Request 1
Condense the paragraph of the excerpt on religion in nineteenth-century Europe that begins "But this century was first and foremost" into a short bulleted list that keeps its main facts.

Excerpt
6.1.2 Religions in Modern History (ca. 1800–1900)

Laszlo Csorba, Sylvain Lesage, and Thomas Schad

© 2023 Csorba, Lesage, and Schad, CC BY-NC 4.0 https://doi.org/10.11647/OBP.0323.65

Introduction

The French Revolution and its exportation had a profound effect on the religious history of Europe in the nineteenth century. From the emancipation of the Jews and Protestants to the attempt to create a civic religion, or from the abolition of Catholicism as a state religion to the schism between the constitutional clergy and the refractory (non-swearing) clergy, this revolutionary episode encapsulates the upheavals in European religious practice throughout the nineteenth century.

But this century was first and foremost the century of industrialisation and the affirmation of science. The affirmation of a rationalist stance on these developments was thus decisive in the evolution of religious thought and practice. On the one hand, the progress of science favoured a scientistic reading of the world, one of the major points of which was the theory of evolution, which denied divine creationism. However, the expansion of knowledge was only one of the factors in the decline of religious practice. The progress of industrialisation, increasing urbanisation, and the widening gap between the working classes and the churches are certainly more decisive factors. In return, the fragmentation of religious practice gave birth to new religious movements and favoured the rise of new forms of piety.

Records in a dataset

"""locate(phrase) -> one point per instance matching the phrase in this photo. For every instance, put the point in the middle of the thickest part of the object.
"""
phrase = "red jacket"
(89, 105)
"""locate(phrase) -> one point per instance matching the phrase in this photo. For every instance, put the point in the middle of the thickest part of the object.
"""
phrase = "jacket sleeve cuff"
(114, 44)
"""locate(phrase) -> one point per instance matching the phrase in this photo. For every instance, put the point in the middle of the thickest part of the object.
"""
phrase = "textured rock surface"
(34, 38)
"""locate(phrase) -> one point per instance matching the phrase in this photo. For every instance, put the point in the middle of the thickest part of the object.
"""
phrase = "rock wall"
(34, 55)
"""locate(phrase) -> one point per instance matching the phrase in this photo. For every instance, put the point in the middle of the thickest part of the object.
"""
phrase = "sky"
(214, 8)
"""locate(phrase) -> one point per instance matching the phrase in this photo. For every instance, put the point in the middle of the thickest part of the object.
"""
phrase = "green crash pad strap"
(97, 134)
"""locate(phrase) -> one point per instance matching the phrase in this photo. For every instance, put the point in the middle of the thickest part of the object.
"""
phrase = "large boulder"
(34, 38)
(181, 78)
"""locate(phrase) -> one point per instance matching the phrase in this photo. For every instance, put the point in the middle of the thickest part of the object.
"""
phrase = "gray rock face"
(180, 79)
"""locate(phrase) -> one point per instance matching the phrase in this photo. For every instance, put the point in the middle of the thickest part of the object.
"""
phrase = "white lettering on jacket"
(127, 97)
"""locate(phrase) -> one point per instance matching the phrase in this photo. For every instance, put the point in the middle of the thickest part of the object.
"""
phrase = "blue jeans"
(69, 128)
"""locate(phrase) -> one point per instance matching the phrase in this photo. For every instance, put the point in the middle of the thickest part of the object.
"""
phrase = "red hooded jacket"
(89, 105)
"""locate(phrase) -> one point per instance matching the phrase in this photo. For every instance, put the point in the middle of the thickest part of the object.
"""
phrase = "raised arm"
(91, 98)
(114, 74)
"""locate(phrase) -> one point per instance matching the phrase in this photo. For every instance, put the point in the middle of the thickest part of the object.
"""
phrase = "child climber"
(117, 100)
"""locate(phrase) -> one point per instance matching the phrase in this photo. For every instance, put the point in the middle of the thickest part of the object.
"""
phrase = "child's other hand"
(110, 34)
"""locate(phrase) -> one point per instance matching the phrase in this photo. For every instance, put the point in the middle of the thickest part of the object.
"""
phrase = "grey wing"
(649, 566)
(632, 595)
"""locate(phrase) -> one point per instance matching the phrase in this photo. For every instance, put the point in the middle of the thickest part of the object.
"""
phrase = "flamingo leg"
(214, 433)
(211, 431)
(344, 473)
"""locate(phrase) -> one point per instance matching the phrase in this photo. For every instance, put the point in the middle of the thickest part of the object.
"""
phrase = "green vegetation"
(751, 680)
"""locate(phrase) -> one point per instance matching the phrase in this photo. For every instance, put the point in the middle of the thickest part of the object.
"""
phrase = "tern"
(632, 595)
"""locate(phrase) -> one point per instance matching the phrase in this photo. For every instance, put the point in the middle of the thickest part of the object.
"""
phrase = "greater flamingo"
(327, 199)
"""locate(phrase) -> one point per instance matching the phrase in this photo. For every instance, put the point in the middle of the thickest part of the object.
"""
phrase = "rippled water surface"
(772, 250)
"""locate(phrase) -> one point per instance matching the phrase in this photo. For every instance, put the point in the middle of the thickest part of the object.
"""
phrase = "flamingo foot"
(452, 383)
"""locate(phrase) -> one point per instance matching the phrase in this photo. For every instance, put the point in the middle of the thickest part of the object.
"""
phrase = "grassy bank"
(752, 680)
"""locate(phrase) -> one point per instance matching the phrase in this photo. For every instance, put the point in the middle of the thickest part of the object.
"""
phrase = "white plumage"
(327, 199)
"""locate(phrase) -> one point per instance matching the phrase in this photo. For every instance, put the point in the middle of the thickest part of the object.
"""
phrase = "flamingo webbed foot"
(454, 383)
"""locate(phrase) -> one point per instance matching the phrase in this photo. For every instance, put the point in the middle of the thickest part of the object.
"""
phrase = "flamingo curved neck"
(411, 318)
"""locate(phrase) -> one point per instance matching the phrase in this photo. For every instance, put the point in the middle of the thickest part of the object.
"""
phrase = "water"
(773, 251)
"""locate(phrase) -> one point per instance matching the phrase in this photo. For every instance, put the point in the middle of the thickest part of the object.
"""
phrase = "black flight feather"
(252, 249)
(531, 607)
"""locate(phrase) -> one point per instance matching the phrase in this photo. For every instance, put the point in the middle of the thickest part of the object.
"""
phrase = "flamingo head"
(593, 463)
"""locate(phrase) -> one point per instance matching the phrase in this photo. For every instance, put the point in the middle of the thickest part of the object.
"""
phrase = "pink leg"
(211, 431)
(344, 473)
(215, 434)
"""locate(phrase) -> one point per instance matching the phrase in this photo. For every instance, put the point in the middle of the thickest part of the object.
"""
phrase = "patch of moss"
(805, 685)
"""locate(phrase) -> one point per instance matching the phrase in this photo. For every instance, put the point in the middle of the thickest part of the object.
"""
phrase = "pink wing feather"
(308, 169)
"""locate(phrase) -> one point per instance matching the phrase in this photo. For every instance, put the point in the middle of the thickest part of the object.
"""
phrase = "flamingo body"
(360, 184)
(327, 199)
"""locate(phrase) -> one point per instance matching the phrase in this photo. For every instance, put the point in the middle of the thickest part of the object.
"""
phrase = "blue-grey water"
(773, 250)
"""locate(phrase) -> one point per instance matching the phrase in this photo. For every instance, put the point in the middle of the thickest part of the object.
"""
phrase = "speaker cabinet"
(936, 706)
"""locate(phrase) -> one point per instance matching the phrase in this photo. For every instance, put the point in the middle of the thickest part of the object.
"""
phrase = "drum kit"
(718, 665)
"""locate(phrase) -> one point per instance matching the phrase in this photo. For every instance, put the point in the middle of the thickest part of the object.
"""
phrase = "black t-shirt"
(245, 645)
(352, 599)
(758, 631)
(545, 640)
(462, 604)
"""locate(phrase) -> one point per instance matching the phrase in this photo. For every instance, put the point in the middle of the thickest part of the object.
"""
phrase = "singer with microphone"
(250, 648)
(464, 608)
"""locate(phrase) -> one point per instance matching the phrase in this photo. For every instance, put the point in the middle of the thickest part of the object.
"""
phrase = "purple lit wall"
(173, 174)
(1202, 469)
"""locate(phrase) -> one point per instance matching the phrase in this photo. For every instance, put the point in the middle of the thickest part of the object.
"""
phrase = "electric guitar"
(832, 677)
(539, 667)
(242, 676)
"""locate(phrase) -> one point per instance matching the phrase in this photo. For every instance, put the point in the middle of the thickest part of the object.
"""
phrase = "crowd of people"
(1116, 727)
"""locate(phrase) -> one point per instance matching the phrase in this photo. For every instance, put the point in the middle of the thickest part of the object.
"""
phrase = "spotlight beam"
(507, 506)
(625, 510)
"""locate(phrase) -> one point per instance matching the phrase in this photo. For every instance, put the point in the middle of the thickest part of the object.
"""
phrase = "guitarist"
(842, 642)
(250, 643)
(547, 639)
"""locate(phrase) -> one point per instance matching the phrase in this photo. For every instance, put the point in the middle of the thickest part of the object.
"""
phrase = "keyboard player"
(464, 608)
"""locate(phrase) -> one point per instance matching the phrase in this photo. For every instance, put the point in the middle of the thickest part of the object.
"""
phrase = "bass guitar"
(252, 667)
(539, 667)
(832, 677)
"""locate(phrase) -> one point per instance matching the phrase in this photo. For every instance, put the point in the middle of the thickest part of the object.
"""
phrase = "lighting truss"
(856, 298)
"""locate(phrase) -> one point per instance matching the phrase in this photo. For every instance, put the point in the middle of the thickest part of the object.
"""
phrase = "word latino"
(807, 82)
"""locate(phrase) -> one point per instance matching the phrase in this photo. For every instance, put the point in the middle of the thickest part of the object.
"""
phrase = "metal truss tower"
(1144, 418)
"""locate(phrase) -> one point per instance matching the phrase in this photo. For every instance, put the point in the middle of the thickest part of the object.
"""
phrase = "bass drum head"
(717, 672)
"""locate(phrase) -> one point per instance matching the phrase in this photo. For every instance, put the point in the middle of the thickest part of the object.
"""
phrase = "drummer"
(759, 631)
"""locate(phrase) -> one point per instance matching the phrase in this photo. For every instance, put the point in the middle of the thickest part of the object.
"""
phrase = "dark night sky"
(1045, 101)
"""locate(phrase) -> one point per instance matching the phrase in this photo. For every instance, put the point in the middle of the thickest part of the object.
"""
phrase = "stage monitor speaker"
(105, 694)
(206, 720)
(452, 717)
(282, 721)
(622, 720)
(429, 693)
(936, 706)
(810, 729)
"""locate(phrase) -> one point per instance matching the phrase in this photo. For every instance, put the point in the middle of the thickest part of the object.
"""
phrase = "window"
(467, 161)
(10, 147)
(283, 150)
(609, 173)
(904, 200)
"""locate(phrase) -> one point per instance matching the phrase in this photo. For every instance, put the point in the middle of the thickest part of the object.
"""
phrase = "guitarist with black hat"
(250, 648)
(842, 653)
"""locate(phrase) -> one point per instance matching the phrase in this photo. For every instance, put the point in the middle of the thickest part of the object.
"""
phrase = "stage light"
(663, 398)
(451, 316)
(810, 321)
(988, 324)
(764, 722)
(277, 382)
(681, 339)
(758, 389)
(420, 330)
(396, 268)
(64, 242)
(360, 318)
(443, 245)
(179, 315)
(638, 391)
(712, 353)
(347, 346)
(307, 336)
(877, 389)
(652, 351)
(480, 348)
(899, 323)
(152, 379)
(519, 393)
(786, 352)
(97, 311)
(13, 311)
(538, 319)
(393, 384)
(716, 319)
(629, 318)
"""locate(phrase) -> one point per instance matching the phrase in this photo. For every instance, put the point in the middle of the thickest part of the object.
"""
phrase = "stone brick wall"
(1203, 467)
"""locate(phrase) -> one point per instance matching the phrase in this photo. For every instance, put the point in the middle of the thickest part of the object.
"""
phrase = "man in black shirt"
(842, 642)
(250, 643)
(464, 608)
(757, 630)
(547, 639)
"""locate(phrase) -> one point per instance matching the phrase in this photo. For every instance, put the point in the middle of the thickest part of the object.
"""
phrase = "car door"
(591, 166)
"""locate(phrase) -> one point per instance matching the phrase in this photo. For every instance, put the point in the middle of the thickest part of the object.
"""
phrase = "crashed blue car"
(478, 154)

Request 2
Collect every line in the entries that contains the string "white", treating uppercase and lowercase as different.

Worked solution 1
- The nineteenth century was above all a century of industrialization and growing confidence in science.
- A rationalist view of these changes strongly shaped how religious thought and practice developed.
- Scientific progress encouraged a scientistic reading of the world. A key part of it was the theory of evolution, which denied divine creation.
- Growing knowledge was only one cause of the decline in religious practice. Industrialization, increasing urbanization, and the widening gap between the working classes and the churches were more decisive.
- In turn, the fragmentation of religious practice gave rise to new religious movements and new forms of piety.

Worked solution 2
phrase = "white lettering on jacket"
phrase = "white plumage"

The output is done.